DATA ROWS |
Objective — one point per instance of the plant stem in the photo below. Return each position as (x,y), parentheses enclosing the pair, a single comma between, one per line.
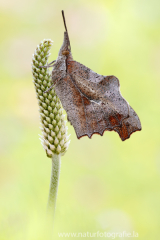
(56,163)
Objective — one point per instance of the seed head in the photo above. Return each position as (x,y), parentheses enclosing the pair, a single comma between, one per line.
(54,137)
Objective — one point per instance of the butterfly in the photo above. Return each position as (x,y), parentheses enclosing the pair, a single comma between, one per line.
(93,102)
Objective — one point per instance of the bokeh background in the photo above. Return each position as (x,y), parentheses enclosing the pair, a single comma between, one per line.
(105,184)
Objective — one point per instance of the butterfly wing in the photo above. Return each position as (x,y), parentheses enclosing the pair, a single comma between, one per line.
(94,104)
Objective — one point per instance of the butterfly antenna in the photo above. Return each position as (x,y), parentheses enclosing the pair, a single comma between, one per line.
(65,26)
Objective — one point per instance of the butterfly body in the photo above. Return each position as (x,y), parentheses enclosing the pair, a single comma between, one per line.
(93,102)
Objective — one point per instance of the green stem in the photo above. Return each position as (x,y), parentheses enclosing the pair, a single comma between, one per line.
(56,163)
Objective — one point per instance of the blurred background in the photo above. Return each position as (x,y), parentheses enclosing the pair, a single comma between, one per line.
(105,184)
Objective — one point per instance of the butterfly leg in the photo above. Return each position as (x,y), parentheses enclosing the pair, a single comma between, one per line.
(49,65)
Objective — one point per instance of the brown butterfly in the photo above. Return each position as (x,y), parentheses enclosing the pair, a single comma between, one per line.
(93,102)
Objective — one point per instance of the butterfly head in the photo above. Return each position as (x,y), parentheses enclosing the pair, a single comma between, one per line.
(65,50)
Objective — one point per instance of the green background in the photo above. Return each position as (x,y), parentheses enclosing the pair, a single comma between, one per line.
(105,184)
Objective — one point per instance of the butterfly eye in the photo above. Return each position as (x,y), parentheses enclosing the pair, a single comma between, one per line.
(65,53)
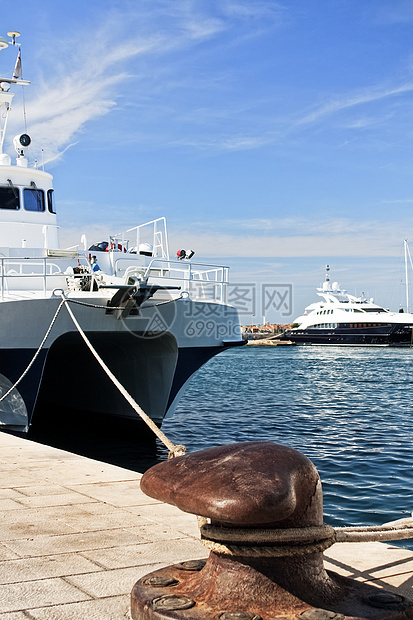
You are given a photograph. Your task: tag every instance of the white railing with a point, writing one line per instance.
(38, 274)
(200, 281)
(153, 233)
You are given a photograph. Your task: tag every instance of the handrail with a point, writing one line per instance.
(45, 272)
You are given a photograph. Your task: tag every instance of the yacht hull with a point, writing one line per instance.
(379, 336)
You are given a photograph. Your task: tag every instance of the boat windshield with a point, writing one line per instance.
(9, 198)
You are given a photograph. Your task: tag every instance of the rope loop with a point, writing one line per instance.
(268, 542)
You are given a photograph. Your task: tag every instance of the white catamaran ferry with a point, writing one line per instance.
(152, 319)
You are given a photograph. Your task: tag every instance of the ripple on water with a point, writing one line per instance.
(349, 410)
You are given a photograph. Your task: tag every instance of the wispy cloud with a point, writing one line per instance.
(278, 238)
(366, 96)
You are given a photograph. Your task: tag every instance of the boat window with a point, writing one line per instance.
(50, 201)
(9, 198)
(33, 199)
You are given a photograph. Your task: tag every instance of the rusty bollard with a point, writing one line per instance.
(266, 535)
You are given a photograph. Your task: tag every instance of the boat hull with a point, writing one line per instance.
(389, 335)
(153, 365)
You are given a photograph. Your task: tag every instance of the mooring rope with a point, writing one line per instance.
(174, 450)
(274, 542)
(49, 329)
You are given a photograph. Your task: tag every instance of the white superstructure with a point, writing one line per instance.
(152, 318)
(344, 319)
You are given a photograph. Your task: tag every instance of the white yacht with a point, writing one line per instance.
(153, 319)
(344, 319)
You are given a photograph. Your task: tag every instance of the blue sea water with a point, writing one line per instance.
(348, 409)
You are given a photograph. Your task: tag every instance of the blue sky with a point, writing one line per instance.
(274, 136)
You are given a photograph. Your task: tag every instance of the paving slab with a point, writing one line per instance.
(75, 535)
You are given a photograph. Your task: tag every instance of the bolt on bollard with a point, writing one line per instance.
(266, 538)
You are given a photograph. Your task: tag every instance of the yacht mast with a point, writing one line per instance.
(407, 255)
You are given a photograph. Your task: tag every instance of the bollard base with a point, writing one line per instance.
(224, 589)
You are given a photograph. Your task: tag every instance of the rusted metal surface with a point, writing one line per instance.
(256, 484)
(252, 485)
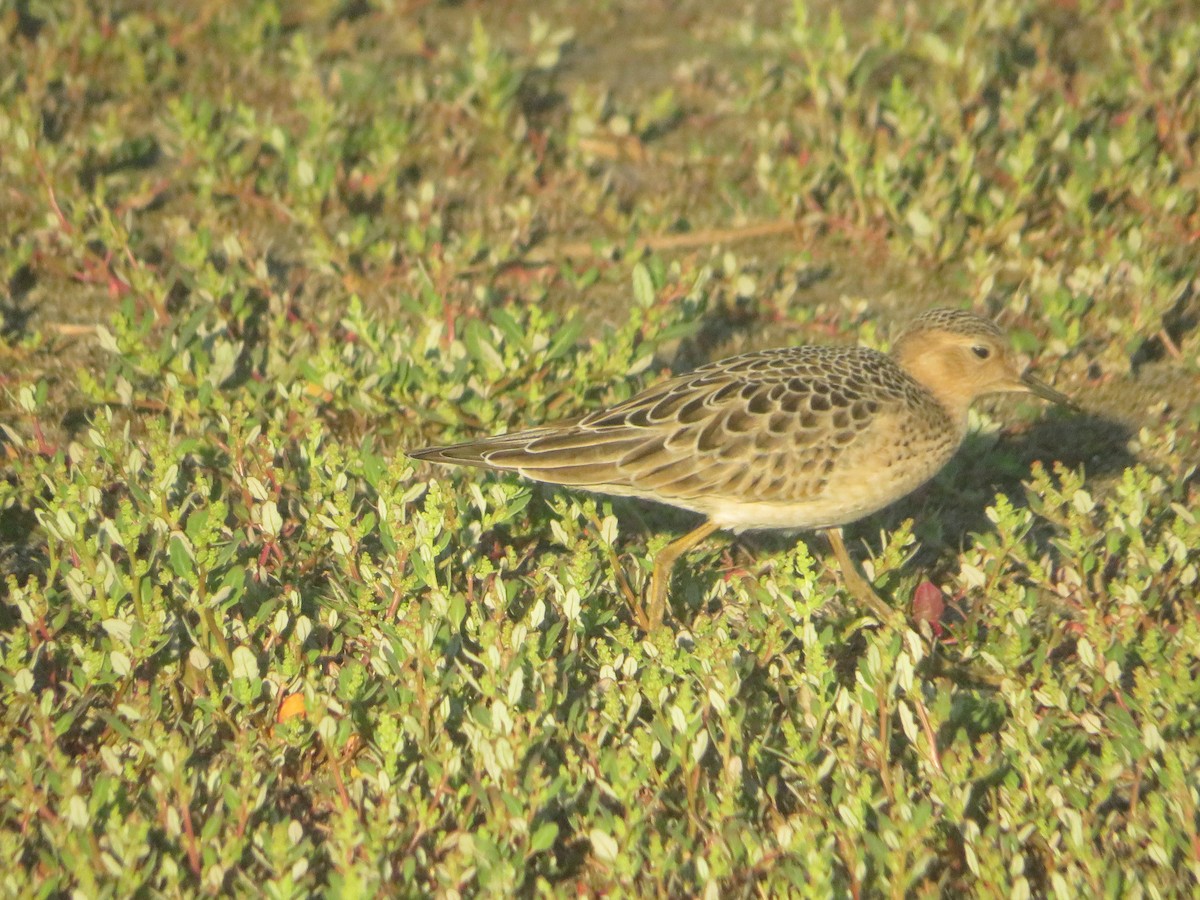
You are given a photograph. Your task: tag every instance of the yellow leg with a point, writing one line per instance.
(660, 579)
(856, 583)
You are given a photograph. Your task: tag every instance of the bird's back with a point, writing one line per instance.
(785, 438)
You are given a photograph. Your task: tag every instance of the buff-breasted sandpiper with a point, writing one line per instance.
(790, 438)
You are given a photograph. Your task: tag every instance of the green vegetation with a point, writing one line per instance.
(253, 252)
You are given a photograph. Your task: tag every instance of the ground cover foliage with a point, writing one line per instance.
(252, 252)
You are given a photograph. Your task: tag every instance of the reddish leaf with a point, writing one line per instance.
(928, 605)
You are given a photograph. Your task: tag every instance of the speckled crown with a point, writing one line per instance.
(957, 322)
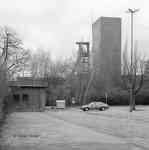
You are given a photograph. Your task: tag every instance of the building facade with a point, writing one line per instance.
(28, 94)
(106, 48)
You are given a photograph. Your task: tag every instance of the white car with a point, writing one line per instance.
(95, 105)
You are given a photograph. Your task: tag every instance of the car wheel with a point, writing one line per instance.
(102, 108)
(86, 109)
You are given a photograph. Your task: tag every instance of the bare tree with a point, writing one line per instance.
(133, 75)
(12, 52)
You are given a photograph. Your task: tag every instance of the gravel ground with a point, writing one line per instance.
(73, 129)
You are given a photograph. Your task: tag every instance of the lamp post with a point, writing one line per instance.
(132, 12)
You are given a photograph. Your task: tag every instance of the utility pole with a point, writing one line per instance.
(132, 12)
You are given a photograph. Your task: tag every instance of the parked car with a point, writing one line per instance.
(95, 105)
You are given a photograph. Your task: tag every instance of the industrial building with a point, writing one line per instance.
(106, 49)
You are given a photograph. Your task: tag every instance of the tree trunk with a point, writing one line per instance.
(131, 101)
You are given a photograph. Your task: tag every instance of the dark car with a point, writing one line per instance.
(95, 106)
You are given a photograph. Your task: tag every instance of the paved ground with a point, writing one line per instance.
(73, 129)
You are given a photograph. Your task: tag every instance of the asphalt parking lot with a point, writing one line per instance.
(74, 129)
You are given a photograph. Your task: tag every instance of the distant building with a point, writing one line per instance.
(28, 94)
(106, 48)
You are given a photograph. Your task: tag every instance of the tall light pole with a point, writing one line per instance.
(132, 12)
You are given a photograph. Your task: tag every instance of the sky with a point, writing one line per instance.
(55, 25)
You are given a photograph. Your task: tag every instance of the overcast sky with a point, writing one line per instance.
(56, 25)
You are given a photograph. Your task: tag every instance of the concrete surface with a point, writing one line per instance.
(73, 129)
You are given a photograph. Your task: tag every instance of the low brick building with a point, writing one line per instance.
(28, 94)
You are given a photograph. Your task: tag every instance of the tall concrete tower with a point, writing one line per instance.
(106, 48)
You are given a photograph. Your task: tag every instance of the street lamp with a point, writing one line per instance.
(132, 12)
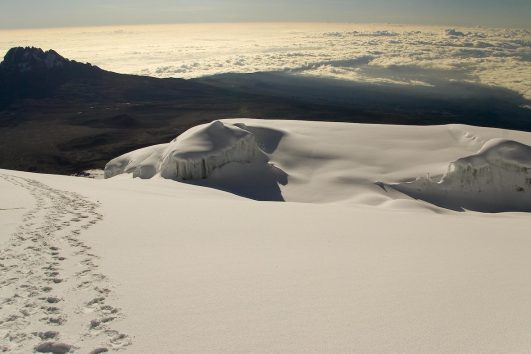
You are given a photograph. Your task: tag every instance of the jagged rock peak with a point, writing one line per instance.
(31, 59)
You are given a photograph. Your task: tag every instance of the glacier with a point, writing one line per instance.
(496, 179)
(193, 155)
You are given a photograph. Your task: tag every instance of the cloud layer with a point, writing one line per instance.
(380, 54)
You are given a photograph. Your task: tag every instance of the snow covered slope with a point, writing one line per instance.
(157, 265)
(497, 178)
(193, 155)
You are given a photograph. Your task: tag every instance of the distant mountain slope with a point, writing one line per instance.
(62, 116)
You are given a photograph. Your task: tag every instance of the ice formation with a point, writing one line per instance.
(192, 155)
(497, 178)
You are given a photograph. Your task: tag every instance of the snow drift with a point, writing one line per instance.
(193, 155)
(497, 178)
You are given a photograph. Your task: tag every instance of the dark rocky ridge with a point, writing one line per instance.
(62, 116)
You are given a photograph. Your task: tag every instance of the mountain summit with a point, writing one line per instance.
(34, 73)
(32, 59)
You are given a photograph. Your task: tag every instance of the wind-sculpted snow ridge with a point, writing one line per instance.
(496, 179)
(193, 155)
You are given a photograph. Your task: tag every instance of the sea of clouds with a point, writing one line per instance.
(370, 53)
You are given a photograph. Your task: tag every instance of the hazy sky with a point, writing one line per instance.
(58, 13)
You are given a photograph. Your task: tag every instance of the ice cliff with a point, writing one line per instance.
(192, 155)
(497, 178)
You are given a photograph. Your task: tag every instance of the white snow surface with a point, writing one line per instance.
(193, 155)
(346, 265)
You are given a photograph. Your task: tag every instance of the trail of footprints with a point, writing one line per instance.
(50, 279)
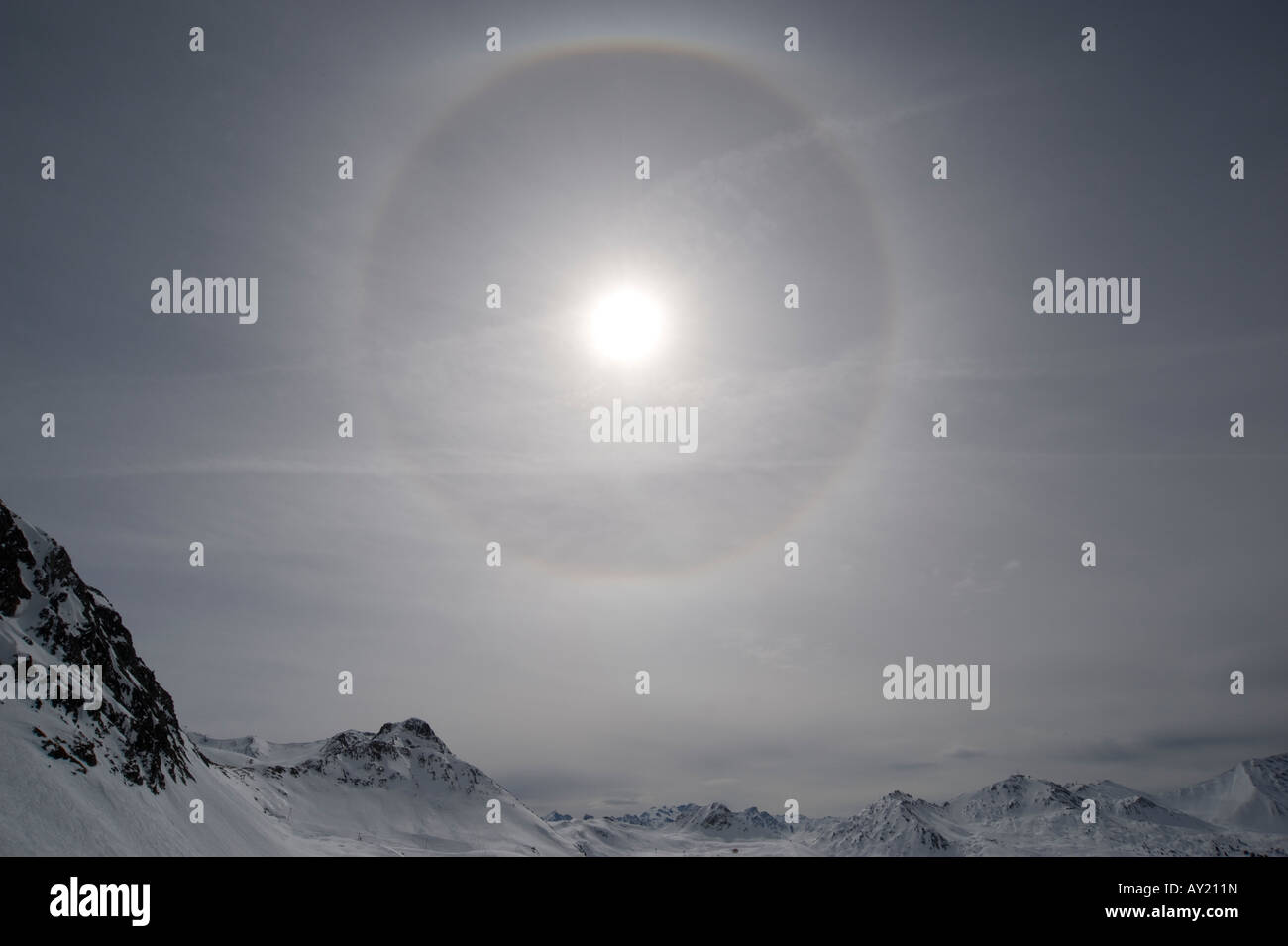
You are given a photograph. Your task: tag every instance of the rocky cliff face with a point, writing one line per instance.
(50, 615)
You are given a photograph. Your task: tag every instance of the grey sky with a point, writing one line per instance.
(472, 424)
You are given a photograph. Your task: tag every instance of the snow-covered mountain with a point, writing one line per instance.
(1252, 795)
(127, 779)
(124, 781)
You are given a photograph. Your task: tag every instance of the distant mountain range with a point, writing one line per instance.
(128, 779)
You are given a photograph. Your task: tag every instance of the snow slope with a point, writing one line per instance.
(124, 781)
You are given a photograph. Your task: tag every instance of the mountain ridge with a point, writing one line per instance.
(125, 779)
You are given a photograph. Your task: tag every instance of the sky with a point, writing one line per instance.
(472, 424)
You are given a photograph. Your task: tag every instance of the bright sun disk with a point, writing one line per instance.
(626, 325)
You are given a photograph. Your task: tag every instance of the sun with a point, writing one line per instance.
(626, 325)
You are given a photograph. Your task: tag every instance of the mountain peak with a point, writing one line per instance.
(50, 615)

REQUIREMENTS | Omit the pictures and print again exactly the lines from the one with "the ice cliff" through the final line of the entries, both ends included.

OUTPUT FOR THIS TASK |
You are given a photograph. Your task: tag every instance of the ice cliff with a point, writing one line per instance.
(192, 155)
(497, 178)
You are given a photograph. Your task: tag every instance of the white snow surface with a point, writing one line per instance.
(193, 155)
(346, 265)
You are given a photograph. Your task: tag every instance of the trail of footprints with a point, writing one line per instance.
(50, 279)
You are given a photograph. Your task: tag every instance of the rocky cliff face with a point, writing one line per instance.
(50, 615)
You are given a photograph. Your task: tag every instance of the grey sky with a point, writing one line per instance.
(472, 424)
You are given a photograph. Your task: tag every instance of the snow-covered mountain with a point, writing one line per instance.
(1252, 795)
(127, 779)
(124, 781)
You are given a photograph. Your task: tag every instance of the distant mountain range with a point, writing one line per instance.
(128, 779)
You are given a photograph. Your task: tag every instance of the snow slope with a point, writing one line per instance.
(124, 781)
You are given a photograph. Your task: tag every instance of the mountain ridge with a point, writing one line per instance.
(125, 779)
You are given a photograph. Your task: tag every instance of the sky with a point, writing one line per instance.
(472, 424)
You are given a photograph. Your task: tag every instance of the bright sun disk with a point, writing one line per instance.
(626, 325)
You are given a photograph. Your task: tag every instance of the sun with a point, writing one line per instance.
(626, 325)
You are given a photograph. Your task: tag every instance of the mountain peak with a point, writing one line per instance.
(50, 615)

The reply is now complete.